-------- Raw records --------
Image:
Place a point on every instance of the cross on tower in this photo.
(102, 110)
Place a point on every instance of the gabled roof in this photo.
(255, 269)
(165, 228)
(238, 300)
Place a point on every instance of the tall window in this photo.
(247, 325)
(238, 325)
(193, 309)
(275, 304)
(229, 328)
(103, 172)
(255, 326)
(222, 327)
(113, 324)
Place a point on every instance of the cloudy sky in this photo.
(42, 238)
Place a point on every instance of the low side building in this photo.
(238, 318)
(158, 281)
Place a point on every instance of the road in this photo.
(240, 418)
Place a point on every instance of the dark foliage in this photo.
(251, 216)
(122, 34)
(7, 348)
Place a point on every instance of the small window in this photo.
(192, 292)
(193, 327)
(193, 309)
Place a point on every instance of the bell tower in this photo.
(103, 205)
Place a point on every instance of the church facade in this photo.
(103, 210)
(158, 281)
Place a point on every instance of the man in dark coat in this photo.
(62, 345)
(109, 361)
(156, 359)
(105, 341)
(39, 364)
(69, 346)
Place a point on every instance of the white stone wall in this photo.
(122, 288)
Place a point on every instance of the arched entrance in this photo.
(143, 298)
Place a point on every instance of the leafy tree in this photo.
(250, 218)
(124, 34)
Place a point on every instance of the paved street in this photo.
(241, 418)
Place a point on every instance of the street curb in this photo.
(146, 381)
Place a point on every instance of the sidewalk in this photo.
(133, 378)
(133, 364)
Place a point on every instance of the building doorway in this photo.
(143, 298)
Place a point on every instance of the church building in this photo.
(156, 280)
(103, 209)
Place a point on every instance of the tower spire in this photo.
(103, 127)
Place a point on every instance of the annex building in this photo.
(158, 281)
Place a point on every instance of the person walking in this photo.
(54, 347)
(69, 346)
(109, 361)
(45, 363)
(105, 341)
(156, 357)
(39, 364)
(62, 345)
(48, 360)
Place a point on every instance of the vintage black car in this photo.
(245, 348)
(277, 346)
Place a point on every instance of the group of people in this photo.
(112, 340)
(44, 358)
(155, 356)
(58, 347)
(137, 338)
--------
* **Task instructions**: Print the entries exactly. Include every one.

* **Result of this task**:
Image:
Place a point on every instance of the cross on tower in this photo.
(102, 110)
Place a point on every instance of the gabled roof in this photo.
(255, 269)
(165, 228)
(238, 300)
Place a point on every instance of the tall window in this photo.
(247, 325)
(238, 325)
(193, 309)
(275, 304)
(229, 328)
(103, 172)
(255, 326)
(222, 327)
(113, 324)
Place a point on every instance of the cloudy sky in this photo.
(42, 238)
Place a point on every instance of the low side building in this photo.
(238, 318)
(158, 281)
Place a point on every instance of the road in this photo.
(240, 418)
Place a point on every instance of the dark foliage in this photo.
(251, 216)
(122, 34)
(7, 348)
Place a point on every instance of the small window in this photo.
(192, 292)
(193, 327)
(193, 309)
Place a point on every instance of the bell tower in this photo.
(103, 205)
Place a point on every instance of the church facade in this photo.
(103, 210)
(158, 281)
Place a point on every instance of the man in dark coat in this photo.
(62, 345)
(109, 361)
(156, 359)
(105, 341)
(39, 364)
(69, 346)
Place a point on every instance of the white stone wall in this photo.
(122, 288)
Place a point on every instance of the arched entrance in this photo.
(143, 298)
Place a point on every instance of the leafy tree in this photo.
(250, 218)
(124, 34)
Place a point on every instance of the paved street in this photo.
(241, 418)
Place a point on every instance of the street curb in this photo.
(146, 381)
Place a point on every instance of the sidewalk in this photo.
(133, 378)
(133, 364)
Place a point on every instance of the building doorway in this photo.
(143, 298)
Place a point on every instance of the church building in this photo.
(156, 280)
(103, 209)
Place a point on every instance of the tower spire in this photo.
(103, 127)
Place a point on every instance of the annex building in this photo.
(158, 281)
Place a point on every instance of the person walking in this photo.
(54, 347)
(69, 346)
(109, 361)
(45, 363)
(105, 341)
(156, 357)
(39, 364)
(62, 345)
(48, 360)
Place a point on every instance of the vintage black car in this photo.
(245, 348)
(277, 346)
Place a point on every instance of the group of people in this photo.
(112, 340)
(44, 358)
(155, 356)
(58, 347)
(137, 338)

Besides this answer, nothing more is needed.